1. Os percentuais de gênero previstos no art. 10, § 3º, da Lei nº 9.504/97 devem ser observados tanto no momento do registro da candidatura, quanto em eventual preenchimento de vagas remanescentes ou na substituição de candidatos, conforme previsto no § 6º do art. 20 da Res.- TSE nº 23.373.
2. Se, no momento da formalização das renúncias por candidatas, já tinha sido ultrapassado o prazo para substituição das candidaturas, previsto no art. 13, § 3º, da Lei nº 9.504/97, não pode o partido ser penalizado, considerando, em especial, que não havia possibilidade jurídica de serem apresentadas substitutas, de modo a readequar os percentuais legais de gênero.
Recurso especial não provido.
(Recurso Especial Eleitoral nº 21498, Acórdão de 23/05/2013, Relator(a) Min. HENRIQUE NEVES DA SILVA, Publicação: DJE - Diário de justiça eletrônico, Tomo 117, Data 24/6/2013, Página 56 )

* _Dados extraídos_:
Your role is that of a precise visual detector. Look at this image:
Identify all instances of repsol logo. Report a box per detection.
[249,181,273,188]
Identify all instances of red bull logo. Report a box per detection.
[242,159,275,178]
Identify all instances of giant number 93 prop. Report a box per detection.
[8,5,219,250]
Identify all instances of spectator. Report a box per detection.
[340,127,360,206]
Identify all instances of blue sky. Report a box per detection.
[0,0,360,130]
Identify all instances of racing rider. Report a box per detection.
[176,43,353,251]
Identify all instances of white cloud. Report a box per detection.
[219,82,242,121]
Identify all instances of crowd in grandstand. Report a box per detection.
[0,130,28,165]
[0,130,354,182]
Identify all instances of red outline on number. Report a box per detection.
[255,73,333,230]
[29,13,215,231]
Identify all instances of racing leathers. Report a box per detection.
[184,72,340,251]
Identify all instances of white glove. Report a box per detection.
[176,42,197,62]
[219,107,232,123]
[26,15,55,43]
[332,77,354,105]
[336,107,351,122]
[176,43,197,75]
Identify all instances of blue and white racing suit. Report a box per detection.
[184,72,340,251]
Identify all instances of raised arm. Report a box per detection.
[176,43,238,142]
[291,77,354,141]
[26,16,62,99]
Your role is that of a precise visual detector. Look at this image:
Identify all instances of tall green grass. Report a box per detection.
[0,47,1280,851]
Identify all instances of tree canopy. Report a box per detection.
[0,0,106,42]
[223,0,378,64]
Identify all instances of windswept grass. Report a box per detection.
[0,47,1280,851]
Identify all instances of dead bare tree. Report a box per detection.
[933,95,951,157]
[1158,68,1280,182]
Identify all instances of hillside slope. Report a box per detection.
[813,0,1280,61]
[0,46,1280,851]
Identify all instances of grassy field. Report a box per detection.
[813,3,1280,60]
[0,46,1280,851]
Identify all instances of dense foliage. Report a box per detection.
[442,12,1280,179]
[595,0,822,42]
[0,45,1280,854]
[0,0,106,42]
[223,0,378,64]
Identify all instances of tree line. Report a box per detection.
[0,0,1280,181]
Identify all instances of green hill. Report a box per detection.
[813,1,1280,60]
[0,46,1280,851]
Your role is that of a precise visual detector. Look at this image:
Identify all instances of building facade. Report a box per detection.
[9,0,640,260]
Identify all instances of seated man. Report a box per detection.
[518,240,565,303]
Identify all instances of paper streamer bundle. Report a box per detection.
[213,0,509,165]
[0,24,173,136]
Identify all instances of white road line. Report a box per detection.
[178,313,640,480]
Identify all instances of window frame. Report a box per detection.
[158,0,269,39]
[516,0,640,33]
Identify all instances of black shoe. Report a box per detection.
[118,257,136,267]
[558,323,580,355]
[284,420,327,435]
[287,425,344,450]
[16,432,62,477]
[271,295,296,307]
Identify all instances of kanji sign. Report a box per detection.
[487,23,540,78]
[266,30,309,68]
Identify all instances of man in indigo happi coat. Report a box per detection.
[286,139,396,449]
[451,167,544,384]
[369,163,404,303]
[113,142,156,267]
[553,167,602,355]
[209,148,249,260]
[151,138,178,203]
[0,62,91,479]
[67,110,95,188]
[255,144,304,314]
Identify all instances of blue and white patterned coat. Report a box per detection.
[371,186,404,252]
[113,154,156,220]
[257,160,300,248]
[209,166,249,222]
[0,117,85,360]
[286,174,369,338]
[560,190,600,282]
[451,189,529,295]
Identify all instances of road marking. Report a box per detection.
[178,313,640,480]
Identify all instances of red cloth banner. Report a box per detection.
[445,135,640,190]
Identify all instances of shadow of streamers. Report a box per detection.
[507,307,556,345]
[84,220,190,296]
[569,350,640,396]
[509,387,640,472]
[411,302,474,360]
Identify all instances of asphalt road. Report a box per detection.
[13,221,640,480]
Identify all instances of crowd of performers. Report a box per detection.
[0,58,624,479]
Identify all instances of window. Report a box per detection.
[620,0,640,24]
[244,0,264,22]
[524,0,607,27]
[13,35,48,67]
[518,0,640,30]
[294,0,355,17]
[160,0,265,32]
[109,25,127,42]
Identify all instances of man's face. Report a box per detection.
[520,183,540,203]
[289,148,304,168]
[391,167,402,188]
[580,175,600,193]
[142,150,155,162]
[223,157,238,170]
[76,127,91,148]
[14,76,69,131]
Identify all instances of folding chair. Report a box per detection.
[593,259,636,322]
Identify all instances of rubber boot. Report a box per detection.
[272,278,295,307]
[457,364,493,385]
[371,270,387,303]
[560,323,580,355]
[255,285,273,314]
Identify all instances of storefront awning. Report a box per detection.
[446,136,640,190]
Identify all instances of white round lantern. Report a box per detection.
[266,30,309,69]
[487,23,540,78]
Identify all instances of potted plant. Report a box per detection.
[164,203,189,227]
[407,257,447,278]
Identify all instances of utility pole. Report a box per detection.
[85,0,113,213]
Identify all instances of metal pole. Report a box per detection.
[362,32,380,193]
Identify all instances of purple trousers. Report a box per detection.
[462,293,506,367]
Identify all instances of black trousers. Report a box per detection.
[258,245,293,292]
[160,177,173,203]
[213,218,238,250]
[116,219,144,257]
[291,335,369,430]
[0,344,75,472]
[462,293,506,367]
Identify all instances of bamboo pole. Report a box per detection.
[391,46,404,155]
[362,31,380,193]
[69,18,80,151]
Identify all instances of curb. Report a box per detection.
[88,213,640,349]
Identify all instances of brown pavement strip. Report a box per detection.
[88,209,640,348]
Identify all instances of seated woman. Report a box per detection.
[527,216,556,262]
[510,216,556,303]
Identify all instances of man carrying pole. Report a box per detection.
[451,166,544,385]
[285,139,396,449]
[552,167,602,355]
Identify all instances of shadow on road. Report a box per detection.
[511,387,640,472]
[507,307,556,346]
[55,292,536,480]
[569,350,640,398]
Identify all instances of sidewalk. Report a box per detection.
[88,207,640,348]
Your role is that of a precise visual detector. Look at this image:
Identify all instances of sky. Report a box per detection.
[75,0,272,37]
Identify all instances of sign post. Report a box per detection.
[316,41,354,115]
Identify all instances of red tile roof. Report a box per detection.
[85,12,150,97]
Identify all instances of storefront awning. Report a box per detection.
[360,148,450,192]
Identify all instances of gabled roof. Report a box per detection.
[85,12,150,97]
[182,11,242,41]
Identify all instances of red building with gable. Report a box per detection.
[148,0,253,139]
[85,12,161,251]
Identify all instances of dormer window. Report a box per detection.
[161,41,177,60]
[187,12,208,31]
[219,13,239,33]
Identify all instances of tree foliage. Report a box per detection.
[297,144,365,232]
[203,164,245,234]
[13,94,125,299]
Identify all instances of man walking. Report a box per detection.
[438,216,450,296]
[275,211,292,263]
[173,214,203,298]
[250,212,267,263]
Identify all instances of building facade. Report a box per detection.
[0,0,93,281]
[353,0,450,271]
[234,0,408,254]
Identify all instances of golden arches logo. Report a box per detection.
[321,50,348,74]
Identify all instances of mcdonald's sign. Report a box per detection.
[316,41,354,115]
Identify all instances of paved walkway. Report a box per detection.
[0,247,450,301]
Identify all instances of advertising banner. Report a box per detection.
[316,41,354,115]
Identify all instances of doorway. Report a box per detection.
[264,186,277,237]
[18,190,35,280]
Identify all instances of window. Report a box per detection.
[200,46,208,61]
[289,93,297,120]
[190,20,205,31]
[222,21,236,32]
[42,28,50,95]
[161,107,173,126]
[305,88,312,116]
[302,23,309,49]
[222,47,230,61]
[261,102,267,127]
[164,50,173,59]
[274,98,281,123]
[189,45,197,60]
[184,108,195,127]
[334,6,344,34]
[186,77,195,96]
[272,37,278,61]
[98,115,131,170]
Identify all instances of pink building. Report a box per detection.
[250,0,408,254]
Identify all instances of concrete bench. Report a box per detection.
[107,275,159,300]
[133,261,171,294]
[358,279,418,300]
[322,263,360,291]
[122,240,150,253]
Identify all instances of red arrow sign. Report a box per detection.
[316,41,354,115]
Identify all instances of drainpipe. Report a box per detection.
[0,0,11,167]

* _Enunciado 1_: Pode reproduzir o trecho do acórdão sobre os percentuais de gênero que começa em "Recurso especial não" e termina em "Página 56 )"?
* _Enunciado 2_: Pode retomar o acórdão sobre os percentuais de gênero a partir do ponto em que ele termina?
Os registros constituem um material à parte, sem relação com o texto.

* _Resposta correta 1_:
Recurso especial não provido.
(Recurso Especial Eleitoral nº 21498, Acórdão de 23/05/2013, Relator(a) Min. HENRIQUE NEVES DA SILVA, Publicação: DJE - Diário de justiça eletrônico, Tomo 117, Data 24/6/2013, Página 56 )

* _Resposta correta 2_:
Colho do voto exarado pelo ministro Henrique Alves da Silva, acolhido por unanimidade por seus pares, parte de seu raciocínio:
No presente caso, considerado pelo acórdão regional que a recorrida respeitou os limites legais de gênero no momento inicial dos registros de candidatura, não vejo como sustentar a alegada infração ao art. 10, § 3 0, da Lei n° 9.504/95, uma vez que as vagas foram efetivamente preenchidas.
Isso porque o dispositivo em comento, como já dito, tem o escopo de permitir o acesso às candidaturas de acordo com os limites previstos para cada sexo. Tal garantia deve ser respeitada tanto no preenchimento das vagas inicialmente requeridas quanto no das remanescentes.
Porém, depois que os partidos políticos e coligações escolhem seus candidatos e os apresentam à Justiça Eleitoral, o bem jurídico tutelado pela ação afirmativa é atingido. E as agremiações, ressalvada a hipótese de expulsão dos quadros partidários, não detêm o poder de cancelar as candidaturas registradas.
(…)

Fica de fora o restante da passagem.